*What the exercise asks:* Copy the entire passage about boxer Sugar Ray Robinson word for word.

*Document segment:*
*** Block opens ***

Robinson viewed boxing as craft, not mere mayhem. He was the first prominent modern fighter to carve out a lucrative career without ties to organized crime figures, monopolized boxing organizations or a single dominant promoter. More articulate than Louis and ambitious beyond the ring, his Harlem nightclub became a nexus for celebrities and wannabes. Horne, Davis, Hughes and the power couple of the time, the Rev. Adam Clayton Powell Jr. and Hazel Scott, were frequent guests. Writer A.J. Liebling enjoyed the pork chops, young hotel desk clerk Charlie Rangel was often asked to escort women there who did not wish to walk alone, and up-and-coming photographer Gordon Parks made the scene at Sugar Ray’s.
Just as much a Manhattan landmark as the nightclub, albeit a moving one, was the champ’s custom-made flamingo-pink Cadillac. The ride was a signal that the dashing pugilist was near. Such was Robinson’s appeal that, from the mid-1940s to the early 1960s, not only fans and proud blacks, but musicians, mayors, actors and columnists craved his company and counsel — from Harlem to Paris, from Walter Winchell and James Baldwin to Liz Taylor and Muhammad Ali.
Having conquered boxing and Harlem, Robinson left the ring at 31 to make a living as a nightclub performer, earning $15,000 a week for a time. Tepid reviews, however, drove him back to his forte. Lest one think the delusions of stardom ruined his fistic instincts or tempered his edge, Robinson compiled 173 victories against 19 losses and six draws over a career that lasted from 1940 to 1965. The list of boxers he defeated reads like a who’s who of the welterweight and middleweight divisions — Jake LaMotta, Carmen Basilio, Gene Fullmer, Carl “Bobo” Olson, Henry Armstrong, Rocky Graziano, Kid Gavilan and more.

*** Block closes ***

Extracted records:

*** Block opens ***

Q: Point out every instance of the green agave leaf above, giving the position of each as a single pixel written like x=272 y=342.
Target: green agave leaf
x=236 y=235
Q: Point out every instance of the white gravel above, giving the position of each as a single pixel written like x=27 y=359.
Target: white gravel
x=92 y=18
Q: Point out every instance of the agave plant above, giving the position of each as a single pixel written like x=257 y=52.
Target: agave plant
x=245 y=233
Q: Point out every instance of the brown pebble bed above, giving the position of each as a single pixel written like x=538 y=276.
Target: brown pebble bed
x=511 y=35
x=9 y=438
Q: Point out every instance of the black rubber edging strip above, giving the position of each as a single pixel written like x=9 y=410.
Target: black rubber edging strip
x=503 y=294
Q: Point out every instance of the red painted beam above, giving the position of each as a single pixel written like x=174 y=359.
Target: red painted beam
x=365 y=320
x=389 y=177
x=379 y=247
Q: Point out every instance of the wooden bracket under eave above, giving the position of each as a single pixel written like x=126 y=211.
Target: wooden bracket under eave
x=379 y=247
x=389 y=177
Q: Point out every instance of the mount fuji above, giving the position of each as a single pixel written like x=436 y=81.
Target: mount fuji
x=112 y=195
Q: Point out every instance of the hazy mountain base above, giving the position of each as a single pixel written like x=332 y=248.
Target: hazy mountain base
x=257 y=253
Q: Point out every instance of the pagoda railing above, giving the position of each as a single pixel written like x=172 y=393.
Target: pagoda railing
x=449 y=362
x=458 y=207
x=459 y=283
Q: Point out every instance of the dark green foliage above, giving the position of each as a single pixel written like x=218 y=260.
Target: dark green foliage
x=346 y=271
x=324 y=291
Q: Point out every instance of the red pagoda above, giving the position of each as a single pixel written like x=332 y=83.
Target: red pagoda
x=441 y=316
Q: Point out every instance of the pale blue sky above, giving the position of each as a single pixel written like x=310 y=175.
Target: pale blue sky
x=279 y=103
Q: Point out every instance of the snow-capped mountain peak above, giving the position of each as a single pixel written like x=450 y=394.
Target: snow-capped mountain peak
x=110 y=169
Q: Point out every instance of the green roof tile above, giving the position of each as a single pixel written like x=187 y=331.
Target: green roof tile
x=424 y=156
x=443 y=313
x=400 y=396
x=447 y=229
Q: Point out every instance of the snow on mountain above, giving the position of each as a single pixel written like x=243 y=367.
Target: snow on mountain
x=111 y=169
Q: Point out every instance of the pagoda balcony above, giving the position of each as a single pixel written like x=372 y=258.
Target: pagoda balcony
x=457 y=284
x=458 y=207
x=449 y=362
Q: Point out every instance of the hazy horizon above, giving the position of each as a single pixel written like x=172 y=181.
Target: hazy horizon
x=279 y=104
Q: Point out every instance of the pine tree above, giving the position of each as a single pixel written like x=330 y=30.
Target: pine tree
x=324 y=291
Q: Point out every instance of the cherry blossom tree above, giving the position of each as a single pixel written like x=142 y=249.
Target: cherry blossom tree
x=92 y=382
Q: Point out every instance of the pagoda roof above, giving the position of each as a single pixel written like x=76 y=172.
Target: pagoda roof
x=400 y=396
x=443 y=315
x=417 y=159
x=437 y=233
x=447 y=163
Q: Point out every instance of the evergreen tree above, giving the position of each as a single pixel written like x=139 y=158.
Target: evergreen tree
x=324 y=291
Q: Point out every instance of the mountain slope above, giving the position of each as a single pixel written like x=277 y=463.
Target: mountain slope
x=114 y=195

*** Block closes ***

*Expected output:*
Robinson viewed boxing as craft, not mere mayhem. He was the first prominent modern fighter to carve out a lucrative career without ties to organized crime figures, monopolized boxing organizations or a single dominant promoter. More articulate than Louis and ambitious beyond the ring, his Harlem nightclub became a nexus for celebrities and wannabes. Horne, Davis, Hughes and the power couple of the time, the Rev. Adam Clayton Powell Jr. and Hazel Scott, were frequent guests. Writer A.J. Liebling enjoyed the pork chops, young hotel desk clerk Charlie Rangel was often asked to escort women there who did not wish to walk alone, and up-and-coming photographer Gordon Parks made the scene at Sugar Ray’s.
Just as much a Manhattan landmark as the nightclub, albeit a moving one, was the champ’s custom-made flamingo-pink Cadillac. The ride was a signal that the dashing pugilist was near. Such was Robinson’s appeal that, from the mid-1940s to the early 1960s, not only fans and proud blacks, but musicians, mayors, actors and columnists craved his company and counsel — from Harlem to Paris, from Walter Winchell and James Baldwin to Liz Taylor and Muhammad Ali.
Having conquered boxing and Harlem, Robinson left the ring at 31 to make a living as a nightclub performer, earning $15,000 a week for a time. Tepid reviews, however, drove him back to his forte. Lest one think the delusions of stardom ruined his fistic instincts or tempered his edge, Robinson compiled 173 victories against 19 losses and six draws over a career that lasted from 1940 to 1965. The list of boxers he defeated reads like a who’s who of the welterweight and middleweight divisions — Jake LaMotta, Carmen Basilio, Gene Fullmer, Carl “Bobo” Olson, Henry Armstrong, Rocky Graziano, Kid Gavilan and more.